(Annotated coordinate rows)
((

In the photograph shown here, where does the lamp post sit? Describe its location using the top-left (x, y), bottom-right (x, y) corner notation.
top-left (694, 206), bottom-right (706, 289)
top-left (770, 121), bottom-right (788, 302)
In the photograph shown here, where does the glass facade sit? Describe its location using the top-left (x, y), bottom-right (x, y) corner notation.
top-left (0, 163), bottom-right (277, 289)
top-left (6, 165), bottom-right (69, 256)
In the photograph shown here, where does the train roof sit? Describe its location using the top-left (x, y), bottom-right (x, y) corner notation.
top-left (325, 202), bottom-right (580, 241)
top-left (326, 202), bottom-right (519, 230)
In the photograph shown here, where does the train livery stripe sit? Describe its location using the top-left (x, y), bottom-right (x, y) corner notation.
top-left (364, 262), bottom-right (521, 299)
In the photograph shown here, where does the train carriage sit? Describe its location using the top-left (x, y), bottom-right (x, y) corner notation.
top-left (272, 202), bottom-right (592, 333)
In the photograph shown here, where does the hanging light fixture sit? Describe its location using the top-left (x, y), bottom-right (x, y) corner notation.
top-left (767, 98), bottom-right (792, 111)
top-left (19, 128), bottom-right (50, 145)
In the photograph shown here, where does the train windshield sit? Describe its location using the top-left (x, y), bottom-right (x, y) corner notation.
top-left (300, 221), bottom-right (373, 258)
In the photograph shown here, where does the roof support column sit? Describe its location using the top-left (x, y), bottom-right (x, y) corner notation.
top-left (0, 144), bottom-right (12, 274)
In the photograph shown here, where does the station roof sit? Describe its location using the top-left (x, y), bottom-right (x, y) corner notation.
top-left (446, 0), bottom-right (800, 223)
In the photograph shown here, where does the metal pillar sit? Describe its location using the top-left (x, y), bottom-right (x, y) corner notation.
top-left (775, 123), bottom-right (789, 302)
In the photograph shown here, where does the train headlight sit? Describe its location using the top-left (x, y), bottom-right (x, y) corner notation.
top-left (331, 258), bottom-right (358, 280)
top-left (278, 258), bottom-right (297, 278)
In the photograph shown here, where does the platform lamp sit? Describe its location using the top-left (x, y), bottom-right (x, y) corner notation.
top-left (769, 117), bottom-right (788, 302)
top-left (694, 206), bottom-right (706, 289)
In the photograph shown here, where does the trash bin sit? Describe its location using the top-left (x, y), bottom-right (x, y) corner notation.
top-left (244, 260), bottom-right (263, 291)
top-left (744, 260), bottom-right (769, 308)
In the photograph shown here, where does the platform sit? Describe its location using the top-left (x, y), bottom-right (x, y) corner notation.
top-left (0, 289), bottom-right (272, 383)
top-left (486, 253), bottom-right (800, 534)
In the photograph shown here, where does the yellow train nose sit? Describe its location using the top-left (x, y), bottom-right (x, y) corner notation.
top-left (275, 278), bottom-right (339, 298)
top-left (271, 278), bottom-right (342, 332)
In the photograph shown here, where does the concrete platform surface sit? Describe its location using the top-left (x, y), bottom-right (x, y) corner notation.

))

# BRIEF:
Rewrite the rows from the line containing "In the photograph shown here, where does the glass" through the line containing "top-left (6, 165), bottom-right (69, 256)", including the requests, and shift every coordinate in the answers up by 78.

# RESPONSE BELOW:
In the photograph shown here, where does the glass facade sit? Describe its location using the top-left (x, y), bottom-right (x, y) corner notation.
top-left (78, 241), bottom-right (355, 367)
top-left (84, 243), bottom-right (147, 334)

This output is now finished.